/---
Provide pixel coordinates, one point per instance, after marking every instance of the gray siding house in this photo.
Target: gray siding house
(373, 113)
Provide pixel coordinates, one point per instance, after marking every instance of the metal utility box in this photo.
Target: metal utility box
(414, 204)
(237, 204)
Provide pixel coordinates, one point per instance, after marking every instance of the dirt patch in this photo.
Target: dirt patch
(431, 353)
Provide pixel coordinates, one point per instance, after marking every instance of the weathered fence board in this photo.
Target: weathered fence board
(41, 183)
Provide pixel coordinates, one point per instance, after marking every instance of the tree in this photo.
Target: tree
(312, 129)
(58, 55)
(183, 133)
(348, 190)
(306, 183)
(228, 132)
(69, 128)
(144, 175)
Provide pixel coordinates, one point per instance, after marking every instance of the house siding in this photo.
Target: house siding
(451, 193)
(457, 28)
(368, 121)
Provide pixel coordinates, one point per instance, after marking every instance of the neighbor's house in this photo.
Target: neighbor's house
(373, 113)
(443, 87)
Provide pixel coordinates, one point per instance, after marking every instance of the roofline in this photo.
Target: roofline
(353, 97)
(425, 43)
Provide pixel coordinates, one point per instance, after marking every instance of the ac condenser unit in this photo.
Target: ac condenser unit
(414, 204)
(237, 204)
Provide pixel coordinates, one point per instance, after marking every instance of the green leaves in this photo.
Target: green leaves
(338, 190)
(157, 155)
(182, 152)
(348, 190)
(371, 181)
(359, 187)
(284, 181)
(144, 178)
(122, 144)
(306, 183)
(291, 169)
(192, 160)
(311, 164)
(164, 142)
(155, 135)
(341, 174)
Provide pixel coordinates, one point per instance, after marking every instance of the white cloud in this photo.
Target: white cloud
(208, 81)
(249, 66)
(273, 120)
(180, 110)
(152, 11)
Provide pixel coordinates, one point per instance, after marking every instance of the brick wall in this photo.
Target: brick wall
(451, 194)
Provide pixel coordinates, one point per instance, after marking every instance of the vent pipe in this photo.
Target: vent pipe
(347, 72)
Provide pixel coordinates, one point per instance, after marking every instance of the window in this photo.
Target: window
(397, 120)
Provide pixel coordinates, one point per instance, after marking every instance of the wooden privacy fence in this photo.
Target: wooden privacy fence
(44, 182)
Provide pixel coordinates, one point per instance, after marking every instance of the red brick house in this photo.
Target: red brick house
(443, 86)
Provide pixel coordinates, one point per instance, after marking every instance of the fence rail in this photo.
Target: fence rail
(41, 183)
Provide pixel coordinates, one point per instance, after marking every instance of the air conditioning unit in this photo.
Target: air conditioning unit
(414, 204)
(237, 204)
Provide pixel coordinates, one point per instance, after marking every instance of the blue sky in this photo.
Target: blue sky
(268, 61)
\---
## Task description
Lay out every line of the material above as a Markdown table with the columns Row and Line, numbering the rows in order and leaving out any blank lines.

## The result
| Row | Line |
|---|---|
| 1 | Provide pixel coordinates, one point per instance, after marking every instance of the gray siding house in this photo. |
| 2 | Target: gray siding house |
| 3 | (373, 113) |
| 4 | Provide pixel coordinates, one point per instance, after marking every instance of the metal utility box in this photo. |
| 5 | Target: metal utility box |
| 6 | (414, 204) |
| 7 | (237, 204) |
| 8 | Provide pixel coordinates, one point per instance, after marking every instance of the dirt patch in this photo. |
| 9 | Target: dirt patch |
| 10 | (431, 353) |
| 11 | Provide pixel coordinates, one point per instance, after marking every instance of the weathered fence board in this photo. |
| 12 | Target: weathered fence board |
| 13 | (41, 183) |
| 14 | Provide pixel coordinates, one point per instance, after marking every instance of the tree in this photo. |
| 15 | Target: tree |
| 16 | (312, 129) |
| 17 | (58, 55) |
| 18 | (183, 133) |
| 19 | (348, 190) |
| 20 | (306, 183) |
| 21 | (228, 132) |
| 22 | (69, 128) |
| 23 | (144, 175) |
| 24 | Provide pixel coordinates, one point per instance, after marking every instance of the house siding in this photo. |
| 25 | Target: house siding |
| 26 | (451, 193) |
| 27 | (457, 28) |
| 28 | (368, 121) |
| 29 | Provide pixel coordinates, one point per instance, after marking every instance of the neighbor's house in this photo. |
| 30 | Target: neighbor's house |
| 31 | (373, 113) |
| 32 | (443, 87) |
| 33 | Provide pixel coordinates, one point per instance, after marking every instance of the roofline in this photo. |
| 34 | Target: roofline |
| 35 | (353, 97) |
| 36 | (425, 43) |
| 37 | Provide pixel coordinates, one point per instance, after marking every instance of the ac condenser unit in this photo. |
| 38 | Target: ac condenser unit |
| 39 | (414, 204) |
| 40 | (237, 204) |
| 41 | Provide pixel coordinates, one point per instance, after marking every instance of the green leaves in this photo. |
| 42 | Target: green leaves |
| 43 | (338, 190) |
| 44 | (157, 155) |
| 45 | (182, 152) |
| 46 | (348, 190) |
| 47 | (371, 181) |
| 48 | (359, 187) |
| 49 | (284, 181) |
| 50 | (144, 178) |
| 51 | (122, 144) |
| 52 | (306, 183) |
| 53 | (291, 169) |
| 54 | (192, 160) |
| 55 | (311, 164) |
| 56 | (164, 142) |
| 57 | (155, 135) |
| 58 | (341, 174) |
| 59 | Provide pixel coordinates, one point per instance, after marking every instance of the white cloud in this photo. |
| 60 | Target: white cloud |
| 61 | (208, 81) |
| 62 | (249, 66) |
| 63 | (273, 120) |
| 64 | (180, 110) |
| 65 | (152, 11) |
| 66 | Provide pixel coordinates, one point per instance, after marking every instance of the brick wall in this photo. |
| 67 | Target: brick wall |
| 68 | (451, 194) |
| 69 | Provide pixel coordinates, one point per instance, after marking every instance of the vent pipe in this photo. |
| 70 | Target: vent pipe |
| 71 | (347, 72) |
| 72 | Provide pixel coordinates, one point per instance, after marking every instance of the window in this photo. |
| 73 | Target: window |
| 74 | (397, 120) |
| 75 | Provide pixel coordinates, one point per instance, after marking every instance of the wooden privacy fence in this photo. |
| 76 | Target: wooden privacy fence |
| 77 | (44, 182) |
| 78 | Provide pixel coordinates, one point per instance, after marking every instance of the red brick house in this photo. |
| 79 | Target: red brick house |
| 80 | (443, 86) |
| 81 | Provide pixel coordinates, one point per instance, after marking every instance of the fence rail in this photo. |
| 82 | Target: fence rail |
| 83 | (41, 183) |
| 84 | Provide pixel coordinates, one point per instance, after marking every instance of the air conditioning unit in this photo. |
| 85 | Target: air conditioning unit |
| 86 | (414, 204) |
| 87 | (237, 204) |
| 88 | Provide pixel coordinates, one point per instance, after marking every instance of the blue sky in this photo. |
| 89 | Target: blue sky |
| 90 | (268, 61) |